# [Stated goal]
Please recast the items below as a JSON list of strings, one per line with blank lines dropped, starting from the first line of the items and stopping after the line that contains "<point>442,143</point>". Leave any pictures out of the answer.

# [Material shown]

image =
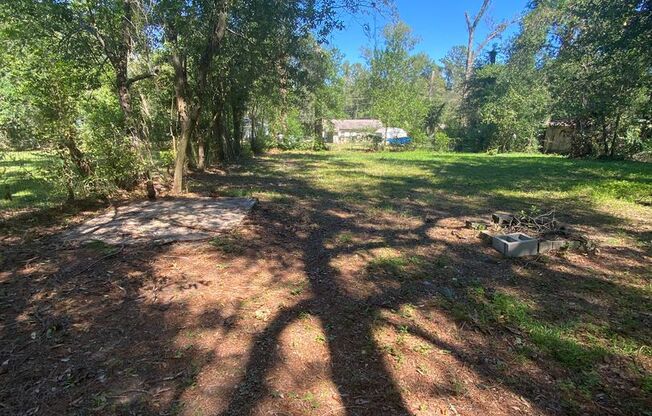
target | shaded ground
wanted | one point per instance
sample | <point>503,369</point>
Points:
<point>353,289</point>
<point>162,221</point>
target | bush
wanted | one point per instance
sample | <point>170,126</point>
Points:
<point>442,143</point>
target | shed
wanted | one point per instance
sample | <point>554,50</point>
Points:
<point>559,137</point>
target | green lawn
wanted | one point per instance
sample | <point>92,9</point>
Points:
<point>600,192</point>
<point>23,175</point>
<point>613,197</point>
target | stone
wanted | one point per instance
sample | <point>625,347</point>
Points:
<point>163,221</point>
<point>516,245</point>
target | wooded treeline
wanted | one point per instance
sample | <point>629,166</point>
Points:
<point>584,64</point>
<point>102,82</point>
<point>107,84</point>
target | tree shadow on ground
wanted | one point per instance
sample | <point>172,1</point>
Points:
<point>117,341</point>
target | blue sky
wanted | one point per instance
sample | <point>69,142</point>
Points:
<point>439,24</point>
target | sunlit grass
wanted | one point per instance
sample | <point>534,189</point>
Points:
<point>22,176</point>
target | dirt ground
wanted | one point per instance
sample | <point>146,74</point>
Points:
<point>309,309</point>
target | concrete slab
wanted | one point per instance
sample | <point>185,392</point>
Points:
<point>516,245</point>
<point>163,221</point>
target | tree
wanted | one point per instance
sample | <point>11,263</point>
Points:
<point>473,51</point>
<point>399,81</point>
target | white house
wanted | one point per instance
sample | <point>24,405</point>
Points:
<point>346,131</point>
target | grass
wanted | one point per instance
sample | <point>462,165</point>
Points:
<point>385,180</point>
<point>23,175</point>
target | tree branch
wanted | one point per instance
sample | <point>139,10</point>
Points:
<point>142,76</point>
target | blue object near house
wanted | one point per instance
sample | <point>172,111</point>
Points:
<point>399,141</point>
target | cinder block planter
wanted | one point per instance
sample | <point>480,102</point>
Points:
<point>516,245</point>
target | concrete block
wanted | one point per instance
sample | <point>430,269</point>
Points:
<point>516,245</point>
<point>486,236</point>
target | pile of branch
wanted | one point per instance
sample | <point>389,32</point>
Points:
<point>541,224</point>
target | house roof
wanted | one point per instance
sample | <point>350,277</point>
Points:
<point>357,125</point>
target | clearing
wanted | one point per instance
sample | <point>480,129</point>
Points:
<point>353,288</point>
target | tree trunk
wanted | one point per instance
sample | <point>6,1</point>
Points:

# [Exercise response]
[
  "image =",
  "target | shaded ground",
  "wanted | one point per instance",
  "sample | <point>503,369</point>",
  "Points:",
  "<point>353,289</point>",
  "<point>162,221</point>",
  "target | bush",
  "wanted | one point per instance",
  "sample | <point>170,126</point>",
  "Points:",
  "<point>442,143</point>"
]